# Travail à faire
**1.** Réécrivez le passage du texte sur la mer de Bretagne en partant des mots "Mais si elle" et en vous arrêtant après "elle est sublime.". Remplacez "barque" par "chaloupe".
**2.** Traduisez en anglais cette phrase du texte sur la mer de Bretagne : « Je ne connaissais pas alors le vrai caractère de cette mer. »
**3.** Selon le texte sur la mer de Bretagne, les affirmations suivantes sont-elles exactes ? Répondez par oui ou non et citez mot pour mot les mots du texte qui tranchent.
(a) Les oursins ont été observés par M. Caillaud.
(b) Les calcaires de Saintonge rassurent les êtres qui vivent sur les rochers.
(c) Aux îles du Morbihan, la mer apporte un flot froid.

# Document source
Mais si elle perd en tant de choses, une 
lui reste, la plus rare, c'est le caractère. 
Si l'on veut sortir un peu de l'anglicisme insipide et de la vulgarité qui 
se prétend positive, enfin des sottes joies si tristes, qu'on aille s'asseoir 
sur ces rocs, à la baie de Douarnenez, au promontoire de Penmark. Ou, 
si le vent est trop fort, qu'on se mette dans une barque aux basses îles 
du Morbihan. La mer y apporte un flot tiède que l'on n'entend même 
pas. La Bretagne, où elle est douce, est très-douce. Dans ses archipels 
vous diriez l'onde de la mort. Où elle est forte, elle est sublime. 
Je n'en sentis que les tristesses en 1831; elles ont passé dans mon 
histoire. Je ne connaissais pas alors le vrai caractère de cette mer. C'est 
aux anses les plus solitaires, entre ses rocs les plus sauvages, qu'elle est 
vraiment gaie, je veux dire vivante et joyeuse d'une grande vie. Ces 
rocs, vous les voyez couverts comme d'une couche d'aspérités grises, 
mais ce sont des êtres animés, c'est tout un monde établi là, qui, au 
reflux, laissé à sec, se clôt et s'enferme. Il ouvre ses petites fenêtres
quand la bonne mer, sa nourrice, lui rapporte ses aliments. Là travaille 
encore en foule cette population estimable des petits piqueurs de pierre, 
les oursins, observés et si bien décrits par M. Caillaud. Tout ce monde 
juge exactement au rebours de nous. La belle Normandie les effraye; ils 
ont horreur et terreur des rudes galets des falaises, sous lesquels ils 
seraient broyés. Les calcaires croulants de Saintonge, avec leurs plages 
aimables, ne les rassurent pas davantage. Ils n'ont garde de s'établir sur 
ce qui doit tomber demain. Au contraire, ils sont heureux de sentir sous 
eux le sol immuable des rochers bretons.

# Données fournies
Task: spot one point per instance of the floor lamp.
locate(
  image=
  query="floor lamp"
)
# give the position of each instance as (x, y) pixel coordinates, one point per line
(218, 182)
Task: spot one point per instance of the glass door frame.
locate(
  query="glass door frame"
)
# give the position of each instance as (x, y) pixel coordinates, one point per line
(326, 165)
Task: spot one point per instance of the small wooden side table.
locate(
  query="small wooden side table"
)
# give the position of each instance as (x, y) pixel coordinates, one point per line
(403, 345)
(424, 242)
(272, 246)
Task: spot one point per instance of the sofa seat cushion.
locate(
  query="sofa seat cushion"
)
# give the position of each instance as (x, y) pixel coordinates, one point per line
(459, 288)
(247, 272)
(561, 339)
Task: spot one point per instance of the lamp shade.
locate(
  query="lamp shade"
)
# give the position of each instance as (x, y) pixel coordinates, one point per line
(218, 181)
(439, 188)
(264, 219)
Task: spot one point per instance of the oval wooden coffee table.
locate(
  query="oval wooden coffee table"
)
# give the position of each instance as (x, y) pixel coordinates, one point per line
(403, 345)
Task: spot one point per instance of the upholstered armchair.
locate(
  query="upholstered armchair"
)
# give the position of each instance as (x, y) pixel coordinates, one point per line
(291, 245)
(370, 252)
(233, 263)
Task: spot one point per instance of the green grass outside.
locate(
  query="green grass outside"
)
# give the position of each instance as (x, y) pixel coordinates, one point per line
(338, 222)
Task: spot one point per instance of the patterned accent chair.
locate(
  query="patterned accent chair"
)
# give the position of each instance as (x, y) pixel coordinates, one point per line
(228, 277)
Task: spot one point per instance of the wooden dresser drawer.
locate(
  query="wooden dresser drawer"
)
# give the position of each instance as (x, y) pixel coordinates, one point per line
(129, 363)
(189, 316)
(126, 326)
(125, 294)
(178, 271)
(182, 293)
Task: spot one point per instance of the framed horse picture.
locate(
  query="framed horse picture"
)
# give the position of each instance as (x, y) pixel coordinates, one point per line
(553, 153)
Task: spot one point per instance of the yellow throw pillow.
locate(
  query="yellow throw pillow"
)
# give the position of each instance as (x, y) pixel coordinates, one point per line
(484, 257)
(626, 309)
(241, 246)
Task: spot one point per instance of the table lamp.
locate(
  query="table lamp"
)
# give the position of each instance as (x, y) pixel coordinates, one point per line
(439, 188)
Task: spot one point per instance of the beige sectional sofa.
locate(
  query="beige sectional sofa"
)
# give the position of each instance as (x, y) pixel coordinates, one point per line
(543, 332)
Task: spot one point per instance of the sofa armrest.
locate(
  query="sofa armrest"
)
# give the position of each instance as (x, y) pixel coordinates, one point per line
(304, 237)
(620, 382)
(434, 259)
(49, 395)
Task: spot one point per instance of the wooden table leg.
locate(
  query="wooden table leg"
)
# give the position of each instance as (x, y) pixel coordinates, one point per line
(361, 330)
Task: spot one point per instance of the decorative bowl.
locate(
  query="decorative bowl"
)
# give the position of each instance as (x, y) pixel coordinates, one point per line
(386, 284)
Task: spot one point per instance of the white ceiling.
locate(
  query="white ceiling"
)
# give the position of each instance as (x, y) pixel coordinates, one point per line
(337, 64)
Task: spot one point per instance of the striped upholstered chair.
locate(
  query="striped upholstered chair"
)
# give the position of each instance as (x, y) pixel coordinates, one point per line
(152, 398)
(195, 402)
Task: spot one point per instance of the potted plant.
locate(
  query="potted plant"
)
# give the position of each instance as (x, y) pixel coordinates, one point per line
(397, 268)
==
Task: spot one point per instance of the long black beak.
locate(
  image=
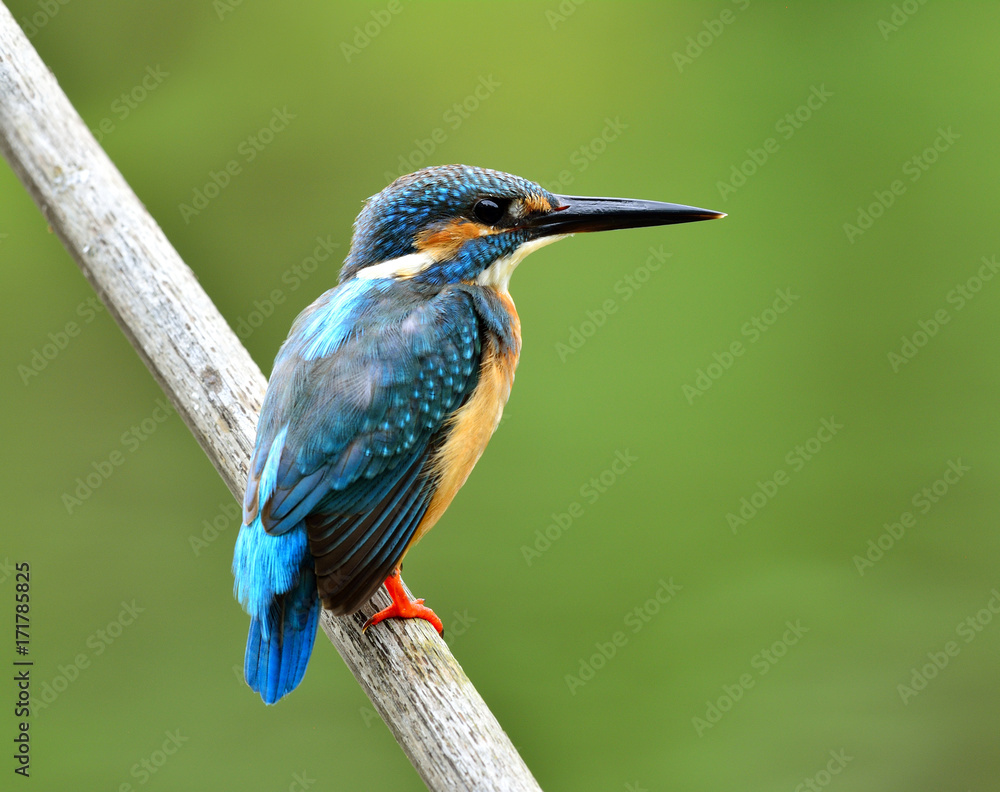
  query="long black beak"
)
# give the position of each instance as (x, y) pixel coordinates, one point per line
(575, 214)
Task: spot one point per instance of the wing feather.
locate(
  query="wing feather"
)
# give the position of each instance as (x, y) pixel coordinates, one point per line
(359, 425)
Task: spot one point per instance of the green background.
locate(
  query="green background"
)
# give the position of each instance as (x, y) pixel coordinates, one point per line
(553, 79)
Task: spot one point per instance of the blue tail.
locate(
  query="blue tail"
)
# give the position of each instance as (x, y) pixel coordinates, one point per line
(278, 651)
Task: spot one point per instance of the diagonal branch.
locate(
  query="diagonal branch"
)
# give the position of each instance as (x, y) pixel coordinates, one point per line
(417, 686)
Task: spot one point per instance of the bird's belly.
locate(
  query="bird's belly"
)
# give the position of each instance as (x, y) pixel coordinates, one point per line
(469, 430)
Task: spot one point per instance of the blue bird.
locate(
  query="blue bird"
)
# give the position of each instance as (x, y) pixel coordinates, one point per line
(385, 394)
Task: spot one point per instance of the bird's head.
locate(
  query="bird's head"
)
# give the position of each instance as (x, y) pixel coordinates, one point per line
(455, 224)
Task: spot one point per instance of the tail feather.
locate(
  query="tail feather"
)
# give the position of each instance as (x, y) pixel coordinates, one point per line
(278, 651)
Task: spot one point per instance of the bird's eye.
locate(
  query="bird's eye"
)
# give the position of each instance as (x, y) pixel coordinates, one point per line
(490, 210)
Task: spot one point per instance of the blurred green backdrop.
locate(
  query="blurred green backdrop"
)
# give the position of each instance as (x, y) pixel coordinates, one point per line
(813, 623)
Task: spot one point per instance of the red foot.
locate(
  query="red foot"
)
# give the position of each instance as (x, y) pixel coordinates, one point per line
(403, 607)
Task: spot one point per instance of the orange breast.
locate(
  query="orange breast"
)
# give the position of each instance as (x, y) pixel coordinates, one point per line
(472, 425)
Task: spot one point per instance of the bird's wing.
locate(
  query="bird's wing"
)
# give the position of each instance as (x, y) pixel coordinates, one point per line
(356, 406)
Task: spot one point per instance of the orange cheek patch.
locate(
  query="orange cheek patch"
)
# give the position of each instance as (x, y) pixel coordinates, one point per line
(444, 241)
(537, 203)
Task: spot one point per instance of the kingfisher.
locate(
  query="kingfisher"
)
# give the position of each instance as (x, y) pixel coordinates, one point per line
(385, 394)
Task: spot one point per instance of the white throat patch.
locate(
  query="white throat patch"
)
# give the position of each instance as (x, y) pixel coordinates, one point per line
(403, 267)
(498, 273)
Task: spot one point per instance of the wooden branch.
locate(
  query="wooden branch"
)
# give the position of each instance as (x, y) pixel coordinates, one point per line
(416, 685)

# Les résultats
**1.**
Mais si elle perd en tant de choses, une 
lui reste, la plus rare, c'est le caractère. 
Si l'on veut sortir un peu de l'anglicisme insipide et de la vulgarité qui 
se prétend positive, enfin des sottes joies si tristes, qu'on aille s'asseoir 
sur ces rocs, à la baie de Douarnenez, au promontoire de Penmark. Ou, 
si le vent est trop fort, qu'on se mette dans une chaloupe aux basses îles 
du Morbihan. La mer y apporte un flot tiède que l'on n'entend même 
pas. La Bretagne, où elle est douce, est très-douce. Dans ses archipels 
vous diriez l'onde de la mort. Où elle est forte, elle est sublime.

**2.** At that time I did not know the true character of this sea.

**3.**
(a) Oui : « les oursins, observés et si bien décrits par M. Caillaud »
(b) Non : « Les calcaires croulants de Saintonge, avec leurs plages aimables, ne les rassurent pas davantage. »
(c) Non : « La mer y apporte un flot tiède que l'on n'entend même pas. »